[Start of section]

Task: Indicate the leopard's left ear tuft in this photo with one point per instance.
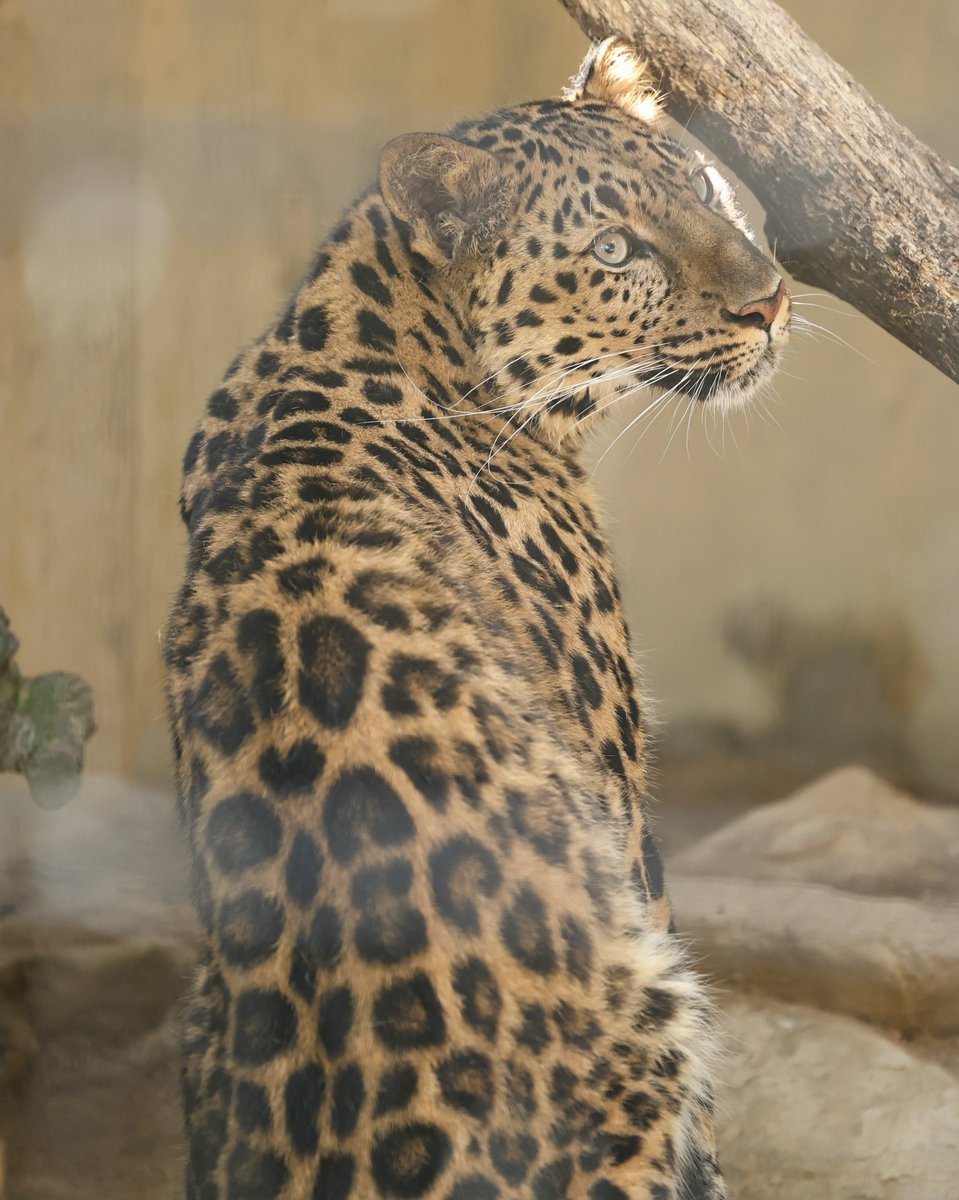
(613, 72)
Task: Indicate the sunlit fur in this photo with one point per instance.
(437, 951)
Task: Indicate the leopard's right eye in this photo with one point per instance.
(613, 247)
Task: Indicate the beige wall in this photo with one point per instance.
(166, 167)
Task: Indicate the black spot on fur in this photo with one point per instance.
(304, 867)
(313, 328)
(653, 863)
(255, 1174)
(250, 927)
(373, 333)
(361, 802)
(265, 1026)
(219, 708)
(252, 1108)
(396, 1089)
(474, 1187)
(461, 871)
(552, 1181)
(466, 1080)
(336, 1011)
(334, 1177)
(293, 772)
(243, 831)
(348, 1097)
(414, 757)
(390, 929)
(407, 1015)
(303, 1098)
(513, 1155)
(334, 655)
(479, 996)
(408, 1159)
(258, 636)
(534, 1032)
(367, 280)
(327, 936)
(526, 933)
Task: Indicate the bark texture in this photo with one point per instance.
(855, 203)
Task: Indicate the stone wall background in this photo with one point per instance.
(166, 167)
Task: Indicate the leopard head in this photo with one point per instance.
(589, 255)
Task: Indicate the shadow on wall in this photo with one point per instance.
(839, 690)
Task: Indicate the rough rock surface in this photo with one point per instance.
(823, 1108)
(97, 942)
(888, 960)
(850, 829)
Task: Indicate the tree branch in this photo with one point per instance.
(853, 202)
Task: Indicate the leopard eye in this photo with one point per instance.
(613, 247)
(702, 185)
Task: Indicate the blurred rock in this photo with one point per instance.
(850, 829)
(97, 943)
(892, 961)
(821, 1108)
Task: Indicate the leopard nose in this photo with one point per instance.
(765, 310)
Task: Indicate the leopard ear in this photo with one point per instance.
(456, 198)
(613, 72)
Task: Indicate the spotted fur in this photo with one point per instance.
(409, 745)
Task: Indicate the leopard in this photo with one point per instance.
(412, 755)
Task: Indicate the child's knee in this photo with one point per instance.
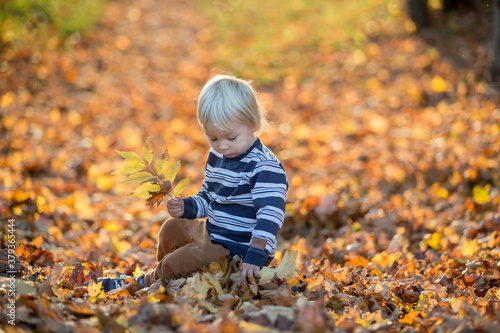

[End of section]

WHAT YOU ARE ASKED TO DO ▸ Would you reproduce the listing above exactly, without any of its images?

ANSWER FOR THIS EXERCISE ▸
Task: Indicate the leopard's left ear tuft in this photo with one point per instance.
(613, 72)
Task: Indicate the sunlit fur in this photo with one point per instance.
(437, 951)
Task: Indicate the leopard's right eye in this photo with one point per instance.
(613, 247)
Task: Indicate the beige wall in this photo with one point per instance.
(166, 167)
Task: Indicate the black spot on fur in this photo with one point per instance.
(304, 867)
(313, 328)
(653, 863)
(255, 1174)
(250, 927)
(373, 333)
(361, 802)
(265, 1026)
(219, 708)
(252, 1108)
(396, 1089)
(474, 1187)
(461, 871)
(552, 1181)
(466, 1080)
(336, 1011)
(334, 1177)
(293, 772)
(243, 831)
(348, 1097)
(414, 757)
(390, 929)
(407, 1015)
(303, 1098)
(513, 1155)
(334, 655)
(479, 996)
(408, 1159)
(258, 636)
(534, 1032)
(367, 280)
(327, 936)
(526, 933)
Task: Indicate the bark texture in this photo with one point per instance.
(855, 203)
Task: Indicate the stone wall background in this photo with one point per instance.
(166, 167)
Task: Indicate the leopard head in this photo with one point per instance.
(589, 255)
Task: Indicate the shadow on wall in this photo with one point per instance.
(839, 690)
Task: Indicate the rough rock surface in this photo with one point per instance.
(823, 1108)
(97, 942)
(888, 960)
(850, 829)
Task: Indicate the tree branch in this photo with one point per instance.
(853, 202)
Task: Indicate the leopard eye in this photo with one point per instance.
(613, 247)
(702, 185)
Task: Indicate the blurred rock in this photo with one point per instance.
(850, 829)
(97, 943)
(892, 961)
(821, 1108)
Task: Indicate the leopard nose in this photo with one point per instance.
(765, 310)
Task: Indicate the leopard ear in this photo with one point per instance.
(456, 198)
(613, 72)
Task: Indicate the spotted fur in this photo with one point per instance.
(409, 745)
Task: Indicate the leopard in this photo with one point per instance.
(412, 755)
Task: Indicate the child's knee in this photo with one point per instance.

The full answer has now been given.